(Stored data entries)
***

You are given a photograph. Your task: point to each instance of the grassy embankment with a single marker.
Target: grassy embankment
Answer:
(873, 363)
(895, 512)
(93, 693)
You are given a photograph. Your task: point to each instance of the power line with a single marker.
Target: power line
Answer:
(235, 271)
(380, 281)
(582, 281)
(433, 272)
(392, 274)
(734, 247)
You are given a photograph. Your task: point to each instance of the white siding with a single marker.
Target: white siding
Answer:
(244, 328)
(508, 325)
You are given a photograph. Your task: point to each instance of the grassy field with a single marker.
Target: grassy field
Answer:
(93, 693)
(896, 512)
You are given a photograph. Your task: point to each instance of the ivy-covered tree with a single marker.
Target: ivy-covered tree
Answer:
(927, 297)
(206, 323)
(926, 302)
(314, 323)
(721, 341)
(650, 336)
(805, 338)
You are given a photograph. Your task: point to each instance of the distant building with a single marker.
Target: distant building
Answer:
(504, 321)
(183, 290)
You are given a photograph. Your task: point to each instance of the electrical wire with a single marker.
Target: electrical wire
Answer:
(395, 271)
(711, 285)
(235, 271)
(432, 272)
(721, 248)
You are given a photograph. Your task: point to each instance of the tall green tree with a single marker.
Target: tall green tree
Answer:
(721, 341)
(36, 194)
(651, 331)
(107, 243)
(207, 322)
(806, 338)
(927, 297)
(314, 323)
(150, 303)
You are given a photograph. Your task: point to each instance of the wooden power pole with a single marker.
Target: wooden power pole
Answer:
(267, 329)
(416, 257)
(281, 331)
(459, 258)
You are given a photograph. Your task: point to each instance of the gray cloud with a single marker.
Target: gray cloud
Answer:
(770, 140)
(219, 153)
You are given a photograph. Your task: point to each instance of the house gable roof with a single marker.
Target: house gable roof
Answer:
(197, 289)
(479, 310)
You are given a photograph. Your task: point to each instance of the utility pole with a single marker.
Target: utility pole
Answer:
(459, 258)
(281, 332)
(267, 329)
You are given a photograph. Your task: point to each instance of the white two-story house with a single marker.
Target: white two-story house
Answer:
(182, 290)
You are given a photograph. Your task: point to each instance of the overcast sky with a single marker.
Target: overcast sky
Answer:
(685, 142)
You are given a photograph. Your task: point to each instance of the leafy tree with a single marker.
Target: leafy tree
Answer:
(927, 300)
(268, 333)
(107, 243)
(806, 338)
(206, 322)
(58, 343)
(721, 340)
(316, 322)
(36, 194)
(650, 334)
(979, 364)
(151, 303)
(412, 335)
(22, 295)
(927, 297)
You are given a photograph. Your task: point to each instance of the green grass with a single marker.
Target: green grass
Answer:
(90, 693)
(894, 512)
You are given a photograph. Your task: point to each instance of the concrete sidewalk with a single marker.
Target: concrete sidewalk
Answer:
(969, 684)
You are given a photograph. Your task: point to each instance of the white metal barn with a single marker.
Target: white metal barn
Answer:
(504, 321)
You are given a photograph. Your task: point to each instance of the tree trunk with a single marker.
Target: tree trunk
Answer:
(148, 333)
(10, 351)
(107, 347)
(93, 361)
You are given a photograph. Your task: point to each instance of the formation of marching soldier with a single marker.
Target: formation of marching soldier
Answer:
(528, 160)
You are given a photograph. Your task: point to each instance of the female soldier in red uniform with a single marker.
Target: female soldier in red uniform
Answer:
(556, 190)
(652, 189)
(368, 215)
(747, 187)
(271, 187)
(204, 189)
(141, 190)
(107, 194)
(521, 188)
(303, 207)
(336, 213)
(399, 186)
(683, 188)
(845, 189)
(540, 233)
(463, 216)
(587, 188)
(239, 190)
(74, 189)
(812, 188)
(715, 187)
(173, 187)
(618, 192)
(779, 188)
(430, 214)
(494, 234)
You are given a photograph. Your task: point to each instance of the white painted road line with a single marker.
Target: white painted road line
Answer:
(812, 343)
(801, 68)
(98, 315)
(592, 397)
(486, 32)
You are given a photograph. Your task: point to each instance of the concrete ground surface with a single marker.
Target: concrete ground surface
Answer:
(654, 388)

***

Update the lines from the one containing "road line with a single marker." through the end of the records, inclusive, by replacing "concrete" with "asphalt" and keeping everything else the same.

You are given a photograph. Your task: point to each instance of the white painted road line with a single marker.
Target: white painted road line
Answer:
(812, 343)
(801, 68)
(98, 315)
(592, 397)
(486, 32)
You are given a photograph. Your task: point to each instance of the asphalt ground surface with a single marker.
Target: asphalt ground surface
Answer:
(654, 388)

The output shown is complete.